TEXTO FORNECIDO —
____

Praia dos Ossos: o rádio entre o cinema e o jornalismo

Pesquisa de Clara Rellstab analisa o podcast Praia dos Ossos da Rádio Novelo e o gênero narrativo nos produtos de áudio

Vida acadêmica
Foto de rosto em preto e branco de uma mulher branca com expressão neutra. Ela tem cabelos lisos na altura dos ombros e usa camisa estampada, casaco e  colar.
Clara Rellstab,  jornalista.
Foto: reprodução/ Revista Híbrida. 

Criado no início do século 21, o podcast vem se tornando cada vez mais popular entre os brasileiros, principalmente pela possibilidade de ser ouvido em qualquer lugar e momento. Segundo dados da revista Exame, o Brasil é o terceiro país do mundo que mais consome esse tipo de mídia, com mais de 30 milhões de ouvintes. “Os podcasts narrativos são uma forma de produção de áudio contemporânea que combina elementos do rádio, cinema e jornalismo”, explica a mestra em Ciências da Comunicação pela ECA, Clara Rellstab

A partir desse entendimento, a jornalista formada pela Universidade Federal da Bahia (UFBA) e pesquisadora escreveu a dissertação de mestrado É rádio, mas também é cinema e jornalismo: Um estudo sobre os roteiros nos podcasts narrativos a partir de Praia dos Ossos. Sob orientação do professor Luciano Maluly, do Departamento de Jornalismo e Editoração (CJE), ela busca entender o equilíbrio entre as linguagens de rádio, cinema e jornalismo na produção de um roteiro de podcast narrativo.

____

TAREFA PROPOSTA 1 — Repita sem alterações o trecho do texto sobre a pesquisa de Clara Rellstab que começa em "Praia dos Ossos: o" e termina em "Clara Rellstab,  jornalista.".
TAREFA PROPOSTA 2 —
Responda, com base no texto sobre a pesquisa de Clara Rellstab:
(a) Segundo a revista Exame, que posição o Brasil ocupa entre os países que mais consomem podcasts?
(b) Em qual universidade Clara Rellstab se formou em jornalismo?
(c) Quem orientou a dissertação de mestrado dela?
TAREFA PROPOSTA 3 — Resuma em duas frases o texto sobre a pesquisa de Clara Rellstab.
O material não é usado nesta etapa.

DADOS FORNECIDOS —
____

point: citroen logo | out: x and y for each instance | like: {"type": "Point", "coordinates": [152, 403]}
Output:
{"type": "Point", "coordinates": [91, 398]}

____

SOLUÇÃO DA TAREFA 1 —
Praia dos Ossos: o rádio entre o cinema e o jornalismo

Pesquisa de Clara Rellstab analisa o podcast Praia dos Ossos da Rádio Novelo e o gênero narrativo nos produtos de áudio

Vida acadêmica
Foto de rosto em preto e branco de uma mulher branca com expressão neutra. Ela tem cabelos lisos na altura dos ombros e usa camisa estampada, casaco e  colar.
Clara Rellstab,  jornalista.

SOLUÇÃO DA TAREFA 2 —
(a) O terceiro lugar no mundo.
(b) Na Universidade Federal da Bahia (UFBA).
(c) O professor Luciano Maluly, do Departamento de Jornalismo e Editoração (CJE).

SOLUÇÃO DA TAREFA 3 — Clara Rellstab, mestra em Ciências da Comunicação pela ECA, escreveu uma dissertação sobre os roteiros nos podcasts narrativos a partir de Praia dos Ossos, da Rádio Novelo. Sob orientação do professor Luciano Maluly, ela busca entender o equilíbrio entre as linguagens de rádio, cinema e jornalismo na produção de um roteiro de podcast narrativo.